Exercice écrit 1
Dans les entrées, reprends toutes les lignes depuis celle qui contient « Outline finger. Respond » jusqu'à celle qui contient « xmin=529 ymin=271 xmax=559 ymax=307 » incluse, sans en omettre aucune, et décale de -25 chaque coordonnée figurant dans les réponses.

La revanche des RH ?

Pourquoi le monde feutré des ressources humaines commence à s’en emparer ? Est-ce (encore) un coup de la (fameuse) génération Y ou… Z ? « J’en ai ras-le-bol de ce discours », s’agace Charles-Henri Besseyre des Horts, président de l’Association francophone de gestion des ressources humaines (AGRH). « Toutes les générations sont allergiques à la hiérarchie, aux strates. Que faisaient les jeunes en mai 68 sinon s’insurger aussi ? Le mouvement est peut-être un peu plus marqué avec la dernière… » La question fait débat dans le microcosme. Parfois perçues comme une tour d’ivoire, un département figé, les ressources humaines ont là l’occasion de reprendre la main, de revenir au centre du jeu.

Les entrées
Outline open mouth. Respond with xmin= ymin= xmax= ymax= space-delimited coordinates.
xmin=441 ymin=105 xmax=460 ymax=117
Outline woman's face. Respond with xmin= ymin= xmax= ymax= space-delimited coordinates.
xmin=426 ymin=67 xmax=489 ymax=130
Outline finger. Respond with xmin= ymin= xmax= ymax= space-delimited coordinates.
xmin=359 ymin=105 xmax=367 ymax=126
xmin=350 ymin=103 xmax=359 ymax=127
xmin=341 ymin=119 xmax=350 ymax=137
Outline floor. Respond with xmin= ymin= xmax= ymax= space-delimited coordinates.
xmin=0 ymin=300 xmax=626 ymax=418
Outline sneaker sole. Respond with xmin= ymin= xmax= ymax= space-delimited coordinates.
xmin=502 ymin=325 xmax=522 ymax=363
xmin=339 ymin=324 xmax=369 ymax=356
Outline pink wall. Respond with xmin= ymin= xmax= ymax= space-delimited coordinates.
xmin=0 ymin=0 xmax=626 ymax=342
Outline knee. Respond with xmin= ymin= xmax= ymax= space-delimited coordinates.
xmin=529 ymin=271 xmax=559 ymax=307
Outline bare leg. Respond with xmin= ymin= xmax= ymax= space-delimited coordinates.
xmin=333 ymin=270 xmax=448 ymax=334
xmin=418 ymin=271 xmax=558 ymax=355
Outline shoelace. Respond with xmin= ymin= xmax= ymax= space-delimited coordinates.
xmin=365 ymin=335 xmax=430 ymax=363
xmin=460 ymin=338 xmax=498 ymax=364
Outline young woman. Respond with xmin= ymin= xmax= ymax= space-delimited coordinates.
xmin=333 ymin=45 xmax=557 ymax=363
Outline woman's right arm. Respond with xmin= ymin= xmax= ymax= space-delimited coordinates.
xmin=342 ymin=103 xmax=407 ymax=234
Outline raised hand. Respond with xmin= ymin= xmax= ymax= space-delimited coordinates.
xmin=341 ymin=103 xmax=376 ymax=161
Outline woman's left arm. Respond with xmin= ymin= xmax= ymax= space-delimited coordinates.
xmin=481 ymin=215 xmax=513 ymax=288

...

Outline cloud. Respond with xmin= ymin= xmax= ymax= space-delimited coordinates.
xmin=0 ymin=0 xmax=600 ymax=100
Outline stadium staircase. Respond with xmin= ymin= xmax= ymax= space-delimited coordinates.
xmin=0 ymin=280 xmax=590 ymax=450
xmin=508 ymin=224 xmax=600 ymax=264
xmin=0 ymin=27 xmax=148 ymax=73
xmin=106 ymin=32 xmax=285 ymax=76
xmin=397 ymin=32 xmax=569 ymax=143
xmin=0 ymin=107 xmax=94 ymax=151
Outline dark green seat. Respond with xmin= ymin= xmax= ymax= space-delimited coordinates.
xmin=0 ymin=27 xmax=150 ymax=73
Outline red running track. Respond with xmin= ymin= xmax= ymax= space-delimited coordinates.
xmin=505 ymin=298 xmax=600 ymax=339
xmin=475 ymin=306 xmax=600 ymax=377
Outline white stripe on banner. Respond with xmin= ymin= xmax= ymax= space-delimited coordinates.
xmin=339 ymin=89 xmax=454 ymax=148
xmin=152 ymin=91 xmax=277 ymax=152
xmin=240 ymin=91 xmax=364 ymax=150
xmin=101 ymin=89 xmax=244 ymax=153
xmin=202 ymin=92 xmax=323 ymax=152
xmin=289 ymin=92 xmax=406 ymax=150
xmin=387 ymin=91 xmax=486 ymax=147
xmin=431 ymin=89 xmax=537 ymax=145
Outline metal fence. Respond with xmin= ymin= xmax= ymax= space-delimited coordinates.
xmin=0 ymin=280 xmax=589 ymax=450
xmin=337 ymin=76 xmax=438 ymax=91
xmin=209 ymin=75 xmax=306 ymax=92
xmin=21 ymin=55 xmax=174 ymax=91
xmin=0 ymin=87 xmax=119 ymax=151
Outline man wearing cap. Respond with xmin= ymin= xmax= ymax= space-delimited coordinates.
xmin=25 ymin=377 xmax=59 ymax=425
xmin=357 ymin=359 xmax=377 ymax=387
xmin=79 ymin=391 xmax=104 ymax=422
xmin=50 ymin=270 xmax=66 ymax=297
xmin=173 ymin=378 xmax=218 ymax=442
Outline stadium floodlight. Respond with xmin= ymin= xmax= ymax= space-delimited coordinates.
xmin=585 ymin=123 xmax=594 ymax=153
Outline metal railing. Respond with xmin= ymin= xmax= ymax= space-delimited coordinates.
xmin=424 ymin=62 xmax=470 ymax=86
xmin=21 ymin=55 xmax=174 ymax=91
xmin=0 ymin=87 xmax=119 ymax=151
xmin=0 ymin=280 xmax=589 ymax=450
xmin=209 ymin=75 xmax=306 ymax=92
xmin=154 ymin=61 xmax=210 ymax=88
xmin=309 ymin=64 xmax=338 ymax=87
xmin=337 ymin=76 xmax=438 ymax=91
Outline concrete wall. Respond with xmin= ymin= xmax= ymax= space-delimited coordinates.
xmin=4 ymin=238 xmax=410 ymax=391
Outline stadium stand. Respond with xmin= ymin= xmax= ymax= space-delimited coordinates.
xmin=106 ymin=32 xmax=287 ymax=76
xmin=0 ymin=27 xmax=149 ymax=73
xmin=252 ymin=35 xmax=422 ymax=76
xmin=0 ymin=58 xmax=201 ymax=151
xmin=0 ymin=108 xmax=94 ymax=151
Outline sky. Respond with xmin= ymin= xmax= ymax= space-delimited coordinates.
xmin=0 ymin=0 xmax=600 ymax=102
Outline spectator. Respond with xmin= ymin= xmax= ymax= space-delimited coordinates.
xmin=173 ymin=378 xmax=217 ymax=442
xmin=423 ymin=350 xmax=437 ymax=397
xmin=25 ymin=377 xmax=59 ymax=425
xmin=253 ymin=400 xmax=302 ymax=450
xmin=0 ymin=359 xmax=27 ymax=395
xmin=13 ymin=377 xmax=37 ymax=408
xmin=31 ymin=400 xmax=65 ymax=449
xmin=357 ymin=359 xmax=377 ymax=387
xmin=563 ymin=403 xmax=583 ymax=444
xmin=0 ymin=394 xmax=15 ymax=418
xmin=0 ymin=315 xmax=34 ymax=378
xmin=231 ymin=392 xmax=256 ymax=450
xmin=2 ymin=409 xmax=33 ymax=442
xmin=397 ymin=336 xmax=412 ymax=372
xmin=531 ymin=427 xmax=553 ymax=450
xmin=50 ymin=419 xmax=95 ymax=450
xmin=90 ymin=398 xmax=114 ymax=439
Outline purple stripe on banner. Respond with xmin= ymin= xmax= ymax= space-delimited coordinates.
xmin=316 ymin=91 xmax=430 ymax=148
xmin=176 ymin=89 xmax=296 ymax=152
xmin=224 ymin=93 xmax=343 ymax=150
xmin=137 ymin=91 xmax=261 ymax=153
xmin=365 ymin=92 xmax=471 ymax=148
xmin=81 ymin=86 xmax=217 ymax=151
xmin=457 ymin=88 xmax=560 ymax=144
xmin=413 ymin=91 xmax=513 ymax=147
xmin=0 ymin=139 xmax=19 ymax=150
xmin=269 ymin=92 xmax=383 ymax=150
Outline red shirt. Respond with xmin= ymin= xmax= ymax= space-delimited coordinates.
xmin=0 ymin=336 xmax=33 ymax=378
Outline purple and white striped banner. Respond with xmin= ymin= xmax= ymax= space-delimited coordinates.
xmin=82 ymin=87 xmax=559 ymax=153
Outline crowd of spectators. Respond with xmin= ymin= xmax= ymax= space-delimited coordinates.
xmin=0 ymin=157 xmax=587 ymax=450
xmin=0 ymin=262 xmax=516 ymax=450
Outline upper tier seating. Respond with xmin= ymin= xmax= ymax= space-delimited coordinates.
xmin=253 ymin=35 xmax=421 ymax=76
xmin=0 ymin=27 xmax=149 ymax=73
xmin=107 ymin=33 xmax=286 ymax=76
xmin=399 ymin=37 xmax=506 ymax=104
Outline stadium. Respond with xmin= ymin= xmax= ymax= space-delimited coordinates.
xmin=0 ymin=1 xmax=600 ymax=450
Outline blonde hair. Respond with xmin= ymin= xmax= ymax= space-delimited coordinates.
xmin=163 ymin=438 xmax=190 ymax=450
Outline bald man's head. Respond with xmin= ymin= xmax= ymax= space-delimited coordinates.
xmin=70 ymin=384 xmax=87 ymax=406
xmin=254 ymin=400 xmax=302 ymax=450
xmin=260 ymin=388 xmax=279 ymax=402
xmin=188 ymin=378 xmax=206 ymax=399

...

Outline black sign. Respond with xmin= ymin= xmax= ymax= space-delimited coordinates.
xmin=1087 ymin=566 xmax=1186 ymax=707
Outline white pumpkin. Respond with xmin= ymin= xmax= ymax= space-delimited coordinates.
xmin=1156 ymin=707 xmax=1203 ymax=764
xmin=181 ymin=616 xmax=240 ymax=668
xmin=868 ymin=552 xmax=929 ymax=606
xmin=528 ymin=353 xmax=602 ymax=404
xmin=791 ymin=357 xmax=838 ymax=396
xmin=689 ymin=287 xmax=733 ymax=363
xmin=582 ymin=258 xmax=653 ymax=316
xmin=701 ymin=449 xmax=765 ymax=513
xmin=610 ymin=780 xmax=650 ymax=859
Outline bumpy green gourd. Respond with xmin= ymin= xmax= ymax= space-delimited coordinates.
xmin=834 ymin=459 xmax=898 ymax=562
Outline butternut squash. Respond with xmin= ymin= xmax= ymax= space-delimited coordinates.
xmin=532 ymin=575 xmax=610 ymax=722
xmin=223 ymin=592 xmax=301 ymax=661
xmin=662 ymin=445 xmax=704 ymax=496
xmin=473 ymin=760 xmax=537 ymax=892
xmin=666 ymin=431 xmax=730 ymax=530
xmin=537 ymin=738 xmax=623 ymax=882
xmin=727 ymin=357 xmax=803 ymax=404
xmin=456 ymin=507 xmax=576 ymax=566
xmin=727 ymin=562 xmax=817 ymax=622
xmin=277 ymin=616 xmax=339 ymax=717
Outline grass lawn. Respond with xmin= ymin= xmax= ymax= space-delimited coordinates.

Exercice écrit 2
Réponds à ces questions sur le texte consacré aux ressources humaines.
(a) Quelle fonction occupe Charles-Henri Besseyre des Horts ?
(b) Selon lui, à quoi toutes les générations sont-elles allergiques ?
(c) Comment les ressources humaines sont-elles parfois perçues ?

Réponse 1
Outline finger. Respond with xmin= ymin= xmax= ymax= space-delimited coordinates.
xmin=334 ymin=80 xmax=342 ymax=101
xmin=325 ymin=78 xmax=334 ymax=102
xmin=316 ymin=94 xmax=325 ymax=112
Outline floor. Respond with xmin= ymin= xmax= ymax= space-delimited coordinates.
xmin=-25 ymin=275 xmax=601 ymax=393
Outline sneaker sole. Respond with xmin= ymin= xmax= ymax= space-delimited coordinates.
xmin=477 ymin=300 xmax=497 ymax=338
xmin=314 ymin=299 xmax=344 ymax=331
Outline pink wall. Respond with xmin= ymin= xmax= ymax= space-delimited coordinates.
xmin=-25 ymin=-25 xmax=601 ymax=317
Outline knee. Respond with xmin= ymin= xmax= ymax= space-delimited coordinates.
xmin=504 ymin=246 xmax=534 ymax=282

Réponse 2
(a) Il est président de l'Association francophone de gestion des ressources humaines (AGRH).
(b) À la hiérarchie et aux strates.
(c) Comme une tour d'ivoire, un département figé.